TEXT UNDER STUDY:

Written by Phil Cerroni
By Alice Canham
Seen from the flat black eyes of two crash-test dummies, the Irving AAA Teen Driver Safety Fair was a chaotic experience. Unsettling. in-your-face and on-your-head.
Fortunately for Ryan Etherington and Ryan Sarosy, sophomores at Irving High School, they were only dressed up like crash-test dummies. It was a pair of bona fide stunt dummies that rode the queasy crash simulator, or “rollover convincer” as AAA termed it, during the Fair at Lively Pointe Park on Oct. 13.
“We’re demonstrating what would happen when the car rolls over and passengers are wearing their seat belts versus when they’re not,” said Kara Thorp with AAA as she gestured to the dummies half-tumbled out of the convincer. “It’s a pretty stark contrast.
“A lot of people have all kinds of excuses for not wearing their seatbelts, from ‘it’s uncomfortable’ to ‘I’m just going down the street’,” said Thorp. “Statistics say that a majority of accidents happen when you’re close to home.”
AAA spokesperson Doug Shupe added that young people in particular can feel immune from the consequences of their driving behaviors.
“We want to particularly impress on them the dangers of distracted driving,” said Shupe. “Of speeding. Of not wearing their seat belts.
“They’re young and they’re inexperienced. They’re busy on the phone and don’t understand that two seconds of inattention can double their chances of getting into a crash. They don’t realize how easily something bad could happen to them.”

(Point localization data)
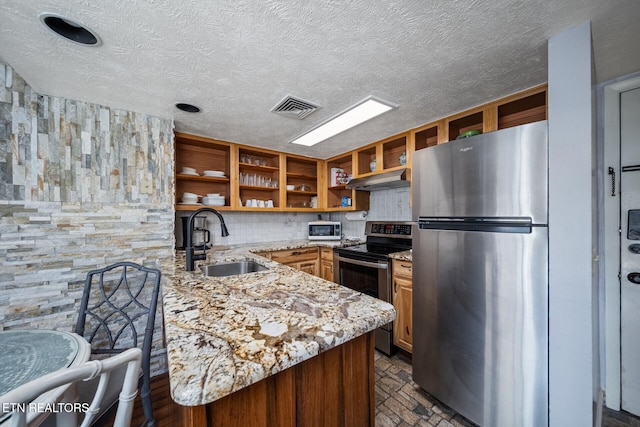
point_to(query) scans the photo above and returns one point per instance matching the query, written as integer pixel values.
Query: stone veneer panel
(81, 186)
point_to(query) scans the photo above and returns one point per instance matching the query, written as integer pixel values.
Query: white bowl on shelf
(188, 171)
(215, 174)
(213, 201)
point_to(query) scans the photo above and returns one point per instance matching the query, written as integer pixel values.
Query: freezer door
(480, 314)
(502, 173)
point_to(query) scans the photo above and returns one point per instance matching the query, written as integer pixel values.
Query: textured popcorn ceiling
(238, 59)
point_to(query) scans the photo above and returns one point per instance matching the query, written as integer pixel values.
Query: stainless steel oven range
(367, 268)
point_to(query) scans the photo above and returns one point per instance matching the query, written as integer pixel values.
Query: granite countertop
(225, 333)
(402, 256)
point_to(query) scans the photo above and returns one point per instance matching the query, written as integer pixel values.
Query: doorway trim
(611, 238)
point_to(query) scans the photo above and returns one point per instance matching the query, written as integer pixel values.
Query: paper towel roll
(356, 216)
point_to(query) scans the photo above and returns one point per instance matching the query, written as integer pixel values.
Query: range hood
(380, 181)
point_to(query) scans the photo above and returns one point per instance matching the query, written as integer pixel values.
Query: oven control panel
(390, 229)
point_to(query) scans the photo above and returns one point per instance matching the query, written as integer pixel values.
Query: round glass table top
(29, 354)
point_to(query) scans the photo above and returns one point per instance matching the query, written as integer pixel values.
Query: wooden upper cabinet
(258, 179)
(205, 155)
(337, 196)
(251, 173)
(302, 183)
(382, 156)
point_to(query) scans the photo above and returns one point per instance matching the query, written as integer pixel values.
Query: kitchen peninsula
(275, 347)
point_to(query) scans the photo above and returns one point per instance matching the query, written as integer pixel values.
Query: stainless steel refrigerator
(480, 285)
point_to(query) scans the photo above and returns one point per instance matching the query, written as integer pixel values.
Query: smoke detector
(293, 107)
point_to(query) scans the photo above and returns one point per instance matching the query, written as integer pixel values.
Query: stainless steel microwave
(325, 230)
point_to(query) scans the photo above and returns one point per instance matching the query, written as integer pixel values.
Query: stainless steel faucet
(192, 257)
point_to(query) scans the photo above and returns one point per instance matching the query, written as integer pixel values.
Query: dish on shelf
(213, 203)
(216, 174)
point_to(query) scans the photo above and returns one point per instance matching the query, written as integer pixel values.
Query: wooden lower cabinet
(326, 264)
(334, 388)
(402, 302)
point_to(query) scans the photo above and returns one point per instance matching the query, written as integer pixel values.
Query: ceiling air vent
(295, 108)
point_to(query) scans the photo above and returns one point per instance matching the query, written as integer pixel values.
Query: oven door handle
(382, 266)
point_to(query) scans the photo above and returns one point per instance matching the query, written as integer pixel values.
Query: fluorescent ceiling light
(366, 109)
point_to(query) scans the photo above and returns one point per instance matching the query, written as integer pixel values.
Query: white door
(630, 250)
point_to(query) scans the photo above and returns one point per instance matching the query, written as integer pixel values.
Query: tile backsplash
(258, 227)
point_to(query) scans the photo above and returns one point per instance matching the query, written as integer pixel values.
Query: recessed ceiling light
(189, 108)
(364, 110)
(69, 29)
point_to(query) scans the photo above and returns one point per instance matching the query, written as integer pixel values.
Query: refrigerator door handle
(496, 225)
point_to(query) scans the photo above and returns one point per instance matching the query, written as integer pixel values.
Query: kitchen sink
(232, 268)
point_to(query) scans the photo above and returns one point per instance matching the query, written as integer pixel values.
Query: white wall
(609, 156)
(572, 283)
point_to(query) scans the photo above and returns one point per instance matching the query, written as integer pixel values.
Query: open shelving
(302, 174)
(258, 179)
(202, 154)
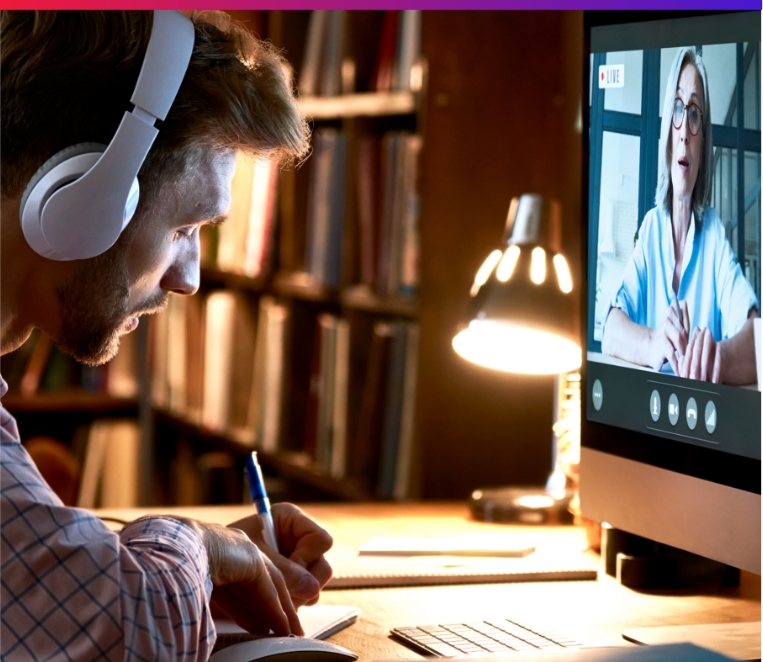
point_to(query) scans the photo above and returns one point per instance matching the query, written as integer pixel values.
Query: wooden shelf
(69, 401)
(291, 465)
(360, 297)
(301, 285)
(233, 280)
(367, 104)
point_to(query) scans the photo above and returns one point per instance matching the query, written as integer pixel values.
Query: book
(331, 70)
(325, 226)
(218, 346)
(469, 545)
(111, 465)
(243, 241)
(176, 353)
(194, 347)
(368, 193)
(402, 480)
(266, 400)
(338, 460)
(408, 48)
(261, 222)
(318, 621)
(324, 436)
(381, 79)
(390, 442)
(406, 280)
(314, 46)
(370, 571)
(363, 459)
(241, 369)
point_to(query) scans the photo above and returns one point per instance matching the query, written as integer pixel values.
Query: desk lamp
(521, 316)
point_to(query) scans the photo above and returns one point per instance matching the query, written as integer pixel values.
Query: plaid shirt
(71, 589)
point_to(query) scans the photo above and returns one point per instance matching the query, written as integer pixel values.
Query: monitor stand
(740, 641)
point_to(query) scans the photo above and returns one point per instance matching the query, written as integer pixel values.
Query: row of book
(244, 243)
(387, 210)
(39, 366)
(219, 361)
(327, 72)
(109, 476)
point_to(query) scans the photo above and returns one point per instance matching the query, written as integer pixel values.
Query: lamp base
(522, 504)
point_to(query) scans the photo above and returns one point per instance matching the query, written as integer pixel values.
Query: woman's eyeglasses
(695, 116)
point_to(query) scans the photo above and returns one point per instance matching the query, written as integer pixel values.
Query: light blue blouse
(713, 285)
--
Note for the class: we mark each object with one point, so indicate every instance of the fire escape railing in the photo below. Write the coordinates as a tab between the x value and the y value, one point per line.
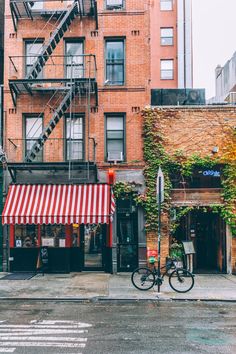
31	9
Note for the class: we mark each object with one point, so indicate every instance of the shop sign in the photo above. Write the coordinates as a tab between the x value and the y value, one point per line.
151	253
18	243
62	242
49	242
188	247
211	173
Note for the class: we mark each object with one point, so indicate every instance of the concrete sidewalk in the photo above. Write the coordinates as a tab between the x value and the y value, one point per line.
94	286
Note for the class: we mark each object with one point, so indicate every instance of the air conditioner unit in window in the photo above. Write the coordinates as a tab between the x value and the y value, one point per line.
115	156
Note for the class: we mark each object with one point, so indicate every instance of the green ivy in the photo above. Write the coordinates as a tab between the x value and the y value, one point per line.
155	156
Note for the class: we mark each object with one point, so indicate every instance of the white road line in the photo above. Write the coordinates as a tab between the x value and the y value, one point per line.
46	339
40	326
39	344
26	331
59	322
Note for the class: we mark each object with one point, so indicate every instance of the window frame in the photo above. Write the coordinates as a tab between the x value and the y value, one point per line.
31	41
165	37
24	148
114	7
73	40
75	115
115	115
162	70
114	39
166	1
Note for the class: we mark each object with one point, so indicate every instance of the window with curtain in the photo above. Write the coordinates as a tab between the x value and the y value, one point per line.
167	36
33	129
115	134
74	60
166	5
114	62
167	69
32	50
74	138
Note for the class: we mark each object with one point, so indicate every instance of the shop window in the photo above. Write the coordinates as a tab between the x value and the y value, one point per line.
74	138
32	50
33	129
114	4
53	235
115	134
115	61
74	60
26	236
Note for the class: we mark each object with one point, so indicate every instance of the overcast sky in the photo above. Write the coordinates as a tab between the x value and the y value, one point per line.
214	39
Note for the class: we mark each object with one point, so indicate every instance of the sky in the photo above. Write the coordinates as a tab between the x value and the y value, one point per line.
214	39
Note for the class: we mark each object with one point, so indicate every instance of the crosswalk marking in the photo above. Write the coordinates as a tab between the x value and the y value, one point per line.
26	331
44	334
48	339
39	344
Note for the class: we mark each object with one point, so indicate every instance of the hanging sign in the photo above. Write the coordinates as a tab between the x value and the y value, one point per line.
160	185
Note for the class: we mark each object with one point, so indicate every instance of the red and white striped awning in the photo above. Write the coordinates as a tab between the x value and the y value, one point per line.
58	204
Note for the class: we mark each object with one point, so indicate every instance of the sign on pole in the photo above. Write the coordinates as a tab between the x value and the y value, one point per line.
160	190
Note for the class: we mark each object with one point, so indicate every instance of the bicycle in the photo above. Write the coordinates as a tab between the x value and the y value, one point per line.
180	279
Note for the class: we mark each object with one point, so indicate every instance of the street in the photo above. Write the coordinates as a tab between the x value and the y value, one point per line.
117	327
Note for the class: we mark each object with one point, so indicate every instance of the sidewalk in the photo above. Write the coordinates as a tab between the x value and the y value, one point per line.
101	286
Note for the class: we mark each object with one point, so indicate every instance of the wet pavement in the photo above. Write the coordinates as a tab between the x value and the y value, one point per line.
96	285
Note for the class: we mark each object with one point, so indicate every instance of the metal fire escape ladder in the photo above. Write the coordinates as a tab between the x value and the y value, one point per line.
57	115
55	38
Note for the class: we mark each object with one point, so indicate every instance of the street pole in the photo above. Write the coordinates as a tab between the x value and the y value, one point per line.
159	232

WHAT YOU HAVE TO DO: Reproduce the full article about the Irving AAA Teen Driver Safety Fair from above, word for word.

TASK RESULT:
Written by Phil Cerroni
By Alice Canham
Seen from the flat black eyes of two crash-test dummies, the Irving AAA Teen Driver Safety Fair was a chaotic experience. Unsettling. in-your-face and on-your-head.
Fortunately for Ryan Etherington and Ryan Sarosy, sophomores at Irving High School, they were only dressed up like crash-test dummies. It was a pair of bona fide stunt dummies that rode the queasy crash simulator, or “rollover convincer” as AAA termed it, during the Fair at Lively Pointe Park on Oct. 13.
“We’re demonstrating what would happen when the car rolls over and passengers are wearing their seat belts versus when they’re not,” said Kara Thorp with AAA as she gestured to the dummies half-tumbled out of the convincer. “It’s a pretty stark contrast.
“A lot of people have all kinds of excuses for not wearing their seatbelts, from ‘it’s uncomfortable’ to ‘I’m just going down the street’,” said Thorp. “Statistics say that a majority of accidents happen when you’re close to home.”
AAA spokesperson Doug Shupe added that young people in particular can feel immune from the consequences of their driving behaviors.
“We want to particularly impress on them the dangers of distracted driving,” said Shupe. “Of speeding. Of not wearing their seat belts.
“They’re young and they’re inexperienced. They’re busy on the phone and don’t understand that two seconds of inattention can double their chances of getting into a crash. They don’t realize how easily something bad could happen to them.”